What you need to do:
Restate every entry word for word.

Collection entries:
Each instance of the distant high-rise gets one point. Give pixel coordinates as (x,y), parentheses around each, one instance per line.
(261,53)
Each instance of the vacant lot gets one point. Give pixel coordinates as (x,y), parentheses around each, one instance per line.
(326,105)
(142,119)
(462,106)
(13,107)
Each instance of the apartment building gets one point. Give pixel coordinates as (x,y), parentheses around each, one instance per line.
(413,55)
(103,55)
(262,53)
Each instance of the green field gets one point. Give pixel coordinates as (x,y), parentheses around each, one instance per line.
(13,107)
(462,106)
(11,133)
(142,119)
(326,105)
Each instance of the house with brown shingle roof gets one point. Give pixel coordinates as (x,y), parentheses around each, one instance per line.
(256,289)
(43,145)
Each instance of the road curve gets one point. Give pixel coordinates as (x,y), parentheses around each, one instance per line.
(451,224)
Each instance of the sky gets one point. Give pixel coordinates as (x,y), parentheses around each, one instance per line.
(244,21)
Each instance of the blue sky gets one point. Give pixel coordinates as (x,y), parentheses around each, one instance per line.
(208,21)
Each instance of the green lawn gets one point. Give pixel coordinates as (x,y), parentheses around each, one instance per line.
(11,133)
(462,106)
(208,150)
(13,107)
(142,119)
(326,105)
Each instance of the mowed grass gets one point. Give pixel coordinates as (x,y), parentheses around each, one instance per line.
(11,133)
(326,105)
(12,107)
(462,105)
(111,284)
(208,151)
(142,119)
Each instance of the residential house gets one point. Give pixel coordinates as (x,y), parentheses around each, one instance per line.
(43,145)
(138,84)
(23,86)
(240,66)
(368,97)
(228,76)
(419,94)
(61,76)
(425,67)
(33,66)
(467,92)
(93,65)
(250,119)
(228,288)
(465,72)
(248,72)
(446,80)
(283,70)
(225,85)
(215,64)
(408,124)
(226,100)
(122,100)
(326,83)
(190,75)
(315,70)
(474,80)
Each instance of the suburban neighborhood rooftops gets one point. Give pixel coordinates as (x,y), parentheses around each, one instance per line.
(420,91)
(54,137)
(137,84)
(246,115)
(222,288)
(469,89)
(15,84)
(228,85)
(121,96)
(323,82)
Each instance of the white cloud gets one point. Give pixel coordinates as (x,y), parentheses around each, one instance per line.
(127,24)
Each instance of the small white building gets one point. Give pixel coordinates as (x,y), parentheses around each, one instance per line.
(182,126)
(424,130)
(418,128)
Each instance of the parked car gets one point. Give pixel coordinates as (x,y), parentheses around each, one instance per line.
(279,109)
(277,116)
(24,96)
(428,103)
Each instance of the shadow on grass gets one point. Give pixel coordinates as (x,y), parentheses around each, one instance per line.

Solution:
Each instance of the distant high-rise gets one point. Give pixel coordinates as (x,y), parentheses around each, one instance per line.
(261,53)
Each instance of the vacant lot gets one point. Give pixel coordinates as (x,y), parentheses around each, one instance per line.
(326,105)
(142,119)
(462,106)
(13,107)
Each instance of the apartment building gets one point. Give pixel coordinates as (x,y), parentheses around each, one instance per line.
(413,55)
(103,55)
(262,53)
Each instance of the green field gets one point. Give pixel coordinates as (x,y), parentheses around each, one instance per line.
(13,107)
(462,106)
(11,133)
(142,119)
(326,105)
Each instance of the house with brown shingle roof gets one point. Give pixel coordinates as (x,y), parentheses around each, one instance per line.
(256,289)
(43,145)
Each instance of the road curve gets one point. Give pixel coordinates as (x,y), parentheses around each, one instance per line.
(451,224)
Each instance of the sky gets one point. Give pixel coordinates as (x,y), parentheses around each, one instance per line.
(244,21)
Each instance of the blue sky gets one point. Give pixel coordinates as (x,y), parentheses around each, one instance per line.
(208,21)
Each instance of the green lawn gets one point. Give pixel coordinates as (x,y), parentheses around each, one instance per line.
(11,133)
(462,106)
(208,150)
(13,107)
(142,119)
(326,105)
Each instance of the mowed grass gets one point. Give pixel coordinates as (x,y), parentheses around each, one instance per line.
(11,133)
(326,105)
(12,107)
(462,105)
(111,284)
(208,151)
(142,119)
Each instance of the residential house gets one point. Give pixel coordinates as (x,y), parentheses around each, one instance per line.
(43,145)
(138,84)
(23,86)
(240,66)
(368,97)
(228,76)
(419,94)
(61,76)
(425,67)
(33,66)
(467,92)
(93,65)
(250,119)
(228,288)
(465,72)
(248,72)
(446,80)
(283,70)
(225,85)
(215,64)
(408,124)
(226,100)
(122,100)
(326,83)
(190,75)
(315,70)
(474,80)
Each instance of the suburban neighborhood rooftops gets one point. Give pixel coordinates as (x,y), parentheses around each, one instance per line.
(420,91)
(54,137)
(137,84)
(246,115)
(222,288)
(469,89)
(15,84)
(228,85)
(121,96)
(323,82)
Each instance of the white cloud gets one point. Give pixel coordinates as (x,y), parentheses around each, one instance per line.
(127,24)
Each instance of the small white building gets one point. Give pixel coordinates as (x,y), parentheses around each, one instance per line.
(182,126)
(424,130)
(418,128)
Each instance of the parked car gets one point. Give pixel coordinates as (x,y), parentheses around each, one instance per line.
(279,109)
(277,116)
(24,96)
(428,103)
Each instance of the shadow on grass gets one point. Give pixel coordinates as (x,y), parentheses around each, one instance per line.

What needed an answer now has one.